== Segment start ==
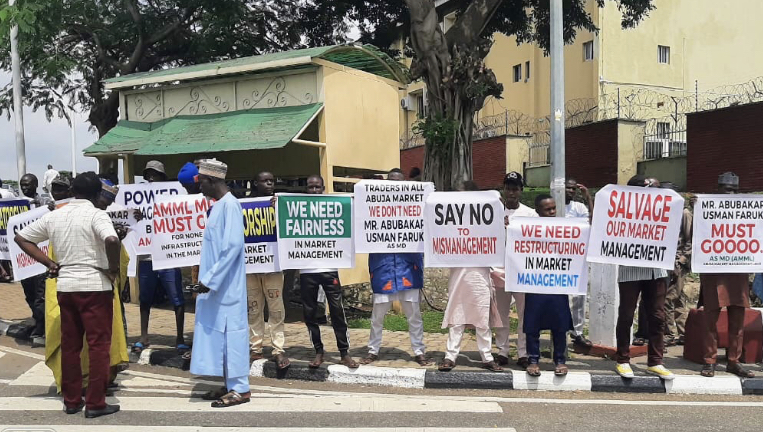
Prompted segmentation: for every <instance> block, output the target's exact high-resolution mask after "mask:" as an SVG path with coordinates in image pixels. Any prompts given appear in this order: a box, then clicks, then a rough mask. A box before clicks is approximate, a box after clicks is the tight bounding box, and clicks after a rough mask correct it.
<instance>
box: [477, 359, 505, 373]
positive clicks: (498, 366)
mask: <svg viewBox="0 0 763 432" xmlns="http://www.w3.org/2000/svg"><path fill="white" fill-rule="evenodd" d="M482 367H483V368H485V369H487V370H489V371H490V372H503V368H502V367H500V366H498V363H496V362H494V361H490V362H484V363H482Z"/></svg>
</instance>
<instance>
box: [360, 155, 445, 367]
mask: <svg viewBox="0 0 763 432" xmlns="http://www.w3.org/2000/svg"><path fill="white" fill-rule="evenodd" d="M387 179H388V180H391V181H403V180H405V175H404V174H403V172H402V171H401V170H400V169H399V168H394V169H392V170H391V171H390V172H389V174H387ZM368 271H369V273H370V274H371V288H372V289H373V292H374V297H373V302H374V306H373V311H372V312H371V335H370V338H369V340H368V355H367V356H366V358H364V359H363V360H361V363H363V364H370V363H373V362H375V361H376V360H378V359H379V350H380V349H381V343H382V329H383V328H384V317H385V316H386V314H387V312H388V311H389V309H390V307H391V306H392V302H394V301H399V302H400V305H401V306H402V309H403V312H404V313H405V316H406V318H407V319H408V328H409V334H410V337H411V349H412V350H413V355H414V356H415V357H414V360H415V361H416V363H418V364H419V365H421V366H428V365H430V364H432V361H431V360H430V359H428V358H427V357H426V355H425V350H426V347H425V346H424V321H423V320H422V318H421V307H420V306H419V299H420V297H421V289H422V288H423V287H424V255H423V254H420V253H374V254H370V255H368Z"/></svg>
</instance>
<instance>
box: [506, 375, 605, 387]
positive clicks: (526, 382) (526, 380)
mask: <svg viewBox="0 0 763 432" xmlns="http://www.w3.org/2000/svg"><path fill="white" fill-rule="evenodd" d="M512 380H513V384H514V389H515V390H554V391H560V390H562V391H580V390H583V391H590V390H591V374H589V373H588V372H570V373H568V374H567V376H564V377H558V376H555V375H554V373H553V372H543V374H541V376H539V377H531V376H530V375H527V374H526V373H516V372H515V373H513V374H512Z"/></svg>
== Segment end ==
▶ **TASK DESCRIPTION**: Please copy all of the lines above word for word, leaving out the pictures.

▶ **SOLVED PROBLEM**:
Prompted segmentation: for every <instance> block, output the target's exact high-resolution mask after "mask:" as an SVG path with coordinates in image pixels. Any prompts given appear in this order: a box, then clicks, then a rough mask. A box before clicks is approximate, a box after clicks is the tight bounding box, and clicks after a rough mask correct it.
<instance>
box: [477, 359, 505, 373]
positive clicks: (498, 366)
mask: <svg viewBox="0 0 763 432" xmlns="http://www.w3.org/2000/svg"><path fill="white" fill-rule="evenodd" d="M482 367H483V368H485V369H487V370H489V371H490V372H503V368H502V367H500V366H498V363H496V362H494V361H490V362H484V363H482Z"/></svg>
</instance>
<instance>
box: [360, 155, 445, 367]
mask: <svg viewBox="0 0 763 432" xmlns="http://www.w3.org/2000/svg"><path fill="white" fill-rule="evenodd" d="M387 179H388V180H391V181H403V180H405V175H404V174H403V172H402V171H401V170H400V169H399V168H394V169H392V170H391V171H390V172H389V174H387ZM368 271H369V273H370V274H371V288H372V289H373V292H374V297H373V302H374V306H373V311H372V312H371V335H370V338H369V340H368V355H367V356H366V358H364V359H363V360H361V363H363V364H370V363H373V362H375V361H376V360H378V359H379V350H380V349H381V343H382V329H383V328H384V317H385V316H386V314H387V312H388V311H389V309H390V307H391V306H392V302H394V301H399V302H400V305H401V306H402V309H403V312H404V313H405V316H406V318H407V319H408V328H409V334H410V337H411V349H412V350H413V355H414V356H415V357H414V360H415V361H416V363H418V364H419V365H421V366H428V365H430V364H432V361H431V360H430V359H428V358H427V357H426V355H425V350H426V347H425V346H424V321H423V320H422V318H421V307H420V306H419V299H420V297H421V289H422V288H423V287H424V255H423V254H420V253H374V254H370V255H368Z"/></svg>
</instance>
<instance>
box: [506, 375, 605, 387]
positive clicks: (526, 382) (526, 380)
mask: <svg viewBox="0 0 763 432" xmlns="http://www.w3.org/2000/svg"><path fill="white" fill-rule="evenodd" d="M512 380H513V384H514V389H515V390H554V391H560V390H562V391H580V390H583V391H590V390H591V374H589V373H588V372H570V373H568V374H567V376H564V377H558V376H555V375H554V373H553V372H543V374H541V376H539V377H531V376H530V375H527V374H526V373H516V372H515V373H513V374H512Z"/></svg>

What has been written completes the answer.